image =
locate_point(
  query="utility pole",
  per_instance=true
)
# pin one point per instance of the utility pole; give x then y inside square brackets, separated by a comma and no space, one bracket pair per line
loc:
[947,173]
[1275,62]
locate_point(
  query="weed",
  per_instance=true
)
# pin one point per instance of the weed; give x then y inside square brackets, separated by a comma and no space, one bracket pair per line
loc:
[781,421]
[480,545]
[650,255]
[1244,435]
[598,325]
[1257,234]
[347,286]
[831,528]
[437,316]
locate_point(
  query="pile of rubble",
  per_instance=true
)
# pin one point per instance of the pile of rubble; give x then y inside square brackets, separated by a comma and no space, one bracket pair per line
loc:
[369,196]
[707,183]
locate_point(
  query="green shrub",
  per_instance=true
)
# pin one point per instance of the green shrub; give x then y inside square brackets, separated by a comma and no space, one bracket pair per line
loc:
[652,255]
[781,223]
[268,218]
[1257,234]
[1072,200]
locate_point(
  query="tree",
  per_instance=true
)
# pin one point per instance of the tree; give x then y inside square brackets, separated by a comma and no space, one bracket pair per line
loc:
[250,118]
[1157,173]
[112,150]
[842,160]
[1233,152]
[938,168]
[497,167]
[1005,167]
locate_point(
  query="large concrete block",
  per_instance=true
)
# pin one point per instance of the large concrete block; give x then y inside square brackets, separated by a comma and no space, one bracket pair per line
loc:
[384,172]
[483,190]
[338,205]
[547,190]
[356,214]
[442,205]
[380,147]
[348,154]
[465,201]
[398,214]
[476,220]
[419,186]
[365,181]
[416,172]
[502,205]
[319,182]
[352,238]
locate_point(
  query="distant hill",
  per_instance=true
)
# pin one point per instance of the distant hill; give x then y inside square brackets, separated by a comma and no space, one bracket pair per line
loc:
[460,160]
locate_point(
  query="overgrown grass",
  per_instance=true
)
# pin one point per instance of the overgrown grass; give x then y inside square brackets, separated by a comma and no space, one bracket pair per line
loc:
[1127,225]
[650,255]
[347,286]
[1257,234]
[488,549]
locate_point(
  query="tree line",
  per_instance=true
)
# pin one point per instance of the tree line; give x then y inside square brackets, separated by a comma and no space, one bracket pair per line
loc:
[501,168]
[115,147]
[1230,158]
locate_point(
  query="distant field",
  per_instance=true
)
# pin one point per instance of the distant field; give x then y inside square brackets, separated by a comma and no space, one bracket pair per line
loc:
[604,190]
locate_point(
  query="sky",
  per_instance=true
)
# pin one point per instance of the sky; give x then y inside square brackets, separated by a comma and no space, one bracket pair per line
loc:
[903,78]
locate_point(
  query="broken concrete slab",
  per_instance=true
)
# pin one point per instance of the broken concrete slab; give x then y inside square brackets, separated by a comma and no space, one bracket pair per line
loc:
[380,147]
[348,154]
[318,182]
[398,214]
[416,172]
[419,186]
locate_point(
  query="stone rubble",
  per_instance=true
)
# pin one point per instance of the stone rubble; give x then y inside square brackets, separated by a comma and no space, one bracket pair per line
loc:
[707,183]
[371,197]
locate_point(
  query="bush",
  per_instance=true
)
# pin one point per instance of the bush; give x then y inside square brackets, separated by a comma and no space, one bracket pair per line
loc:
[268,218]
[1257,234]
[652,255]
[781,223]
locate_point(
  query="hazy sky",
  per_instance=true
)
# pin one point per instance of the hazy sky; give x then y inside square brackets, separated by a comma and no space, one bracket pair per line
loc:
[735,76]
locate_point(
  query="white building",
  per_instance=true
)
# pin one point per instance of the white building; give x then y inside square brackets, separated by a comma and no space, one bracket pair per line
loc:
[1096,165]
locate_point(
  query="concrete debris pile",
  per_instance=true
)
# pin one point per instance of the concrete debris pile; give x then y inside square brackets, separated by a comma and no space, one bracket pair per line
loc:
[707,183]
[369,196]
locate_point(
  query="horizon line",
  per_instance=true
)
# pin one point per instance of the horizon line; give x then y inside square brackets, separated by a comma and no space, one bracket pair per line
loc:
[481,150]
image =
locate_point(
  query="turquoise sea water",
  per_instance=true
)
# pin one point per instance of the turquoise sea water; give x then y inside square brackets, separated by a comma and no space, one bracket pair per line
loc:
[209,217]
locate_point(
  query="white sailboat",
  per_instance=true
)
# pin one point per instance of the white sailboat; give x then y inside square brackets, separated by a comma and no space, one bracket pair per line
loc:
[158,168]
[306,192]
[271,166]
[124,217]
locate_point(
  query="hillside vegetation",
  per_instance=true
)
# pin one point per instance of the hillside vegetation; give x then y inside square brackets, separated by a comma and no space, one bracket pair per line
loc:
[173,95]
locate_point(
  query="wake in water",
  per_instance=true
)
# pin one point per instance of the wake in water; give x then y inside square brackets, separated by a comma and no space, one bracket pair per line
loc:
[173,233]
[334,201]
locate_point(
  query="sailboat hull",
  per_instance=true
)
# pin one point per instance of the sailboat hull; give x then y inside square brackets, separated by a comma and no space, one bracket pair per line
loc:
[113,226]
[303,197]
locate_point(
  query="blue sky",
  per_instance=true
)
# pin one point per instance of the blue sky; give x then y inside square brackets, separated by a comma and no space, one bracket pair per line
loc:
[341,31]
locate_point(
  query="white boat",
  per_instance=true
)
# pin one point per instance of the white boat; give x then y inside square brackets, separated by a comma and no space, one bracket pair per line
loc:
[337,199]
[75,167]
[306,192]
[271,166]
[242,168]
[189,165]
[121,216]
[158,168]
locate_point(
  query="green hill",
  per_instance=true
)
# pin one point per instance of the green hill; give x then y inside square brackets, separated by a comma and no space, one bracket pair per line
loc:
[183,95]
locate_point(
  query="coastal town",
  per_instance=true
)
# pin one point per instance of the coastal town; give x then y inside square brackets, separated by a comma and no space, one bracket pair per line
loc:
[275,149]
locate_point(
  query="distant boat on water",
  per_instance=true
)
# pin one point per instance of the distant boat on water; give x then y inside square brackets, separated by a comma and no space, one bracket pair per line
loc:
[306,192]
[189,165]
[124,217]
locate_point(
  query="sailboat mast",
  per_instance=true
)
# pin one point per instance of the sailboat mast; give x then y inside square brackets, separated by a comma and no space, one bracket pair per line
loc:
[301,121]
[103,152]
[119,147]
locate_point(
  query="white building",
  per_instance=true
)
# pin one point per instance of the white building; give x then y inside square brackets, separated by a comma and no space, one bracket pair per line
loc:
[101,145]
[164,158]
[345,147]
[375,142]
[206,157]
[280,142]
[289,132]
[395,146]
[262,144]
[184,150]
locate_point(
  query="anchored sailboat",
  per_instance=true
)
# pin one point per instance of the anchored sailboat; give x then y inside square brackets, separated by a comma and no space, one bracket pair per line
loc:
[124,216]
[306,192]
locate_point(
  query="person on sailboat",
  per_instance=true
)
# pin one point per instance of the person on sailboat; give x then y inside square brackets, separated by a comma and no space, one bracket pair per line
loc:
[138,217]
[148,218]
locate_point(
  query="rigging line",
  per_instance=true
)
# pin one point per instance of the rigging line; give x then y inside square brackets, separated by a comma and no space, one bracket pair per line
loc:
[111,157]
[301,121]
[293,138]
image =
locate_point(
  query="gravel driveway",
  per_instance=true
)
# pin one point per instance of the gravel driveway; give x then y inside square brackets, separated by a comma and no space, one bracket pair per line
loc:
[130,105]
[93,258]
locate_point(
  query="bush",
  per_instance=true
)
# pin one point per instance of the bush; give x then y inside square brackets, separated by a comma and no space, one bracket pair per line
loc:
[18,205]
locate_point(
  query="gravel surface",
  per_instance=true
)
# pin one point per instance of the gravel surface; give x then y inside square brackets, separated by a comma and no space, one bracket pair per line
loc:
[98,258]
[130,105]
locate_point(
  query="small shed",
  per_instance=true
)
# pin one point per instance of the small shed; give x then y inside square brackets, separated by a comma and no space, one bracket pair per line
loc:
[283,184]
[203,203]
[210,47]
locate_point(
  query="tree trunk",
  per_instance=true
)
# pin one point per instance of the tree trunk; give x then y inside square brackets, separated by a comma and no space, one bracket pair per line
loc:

* **Task requirements**:
Pick out every line above that contains the string "slab" and copy each one.

* **Reply to the exercise**:
  query="broken concrete slab",
# pin one point per instance of the broken concrete slab; give x then y inside square brackets, separated by a comma and no space, one bracket pair per line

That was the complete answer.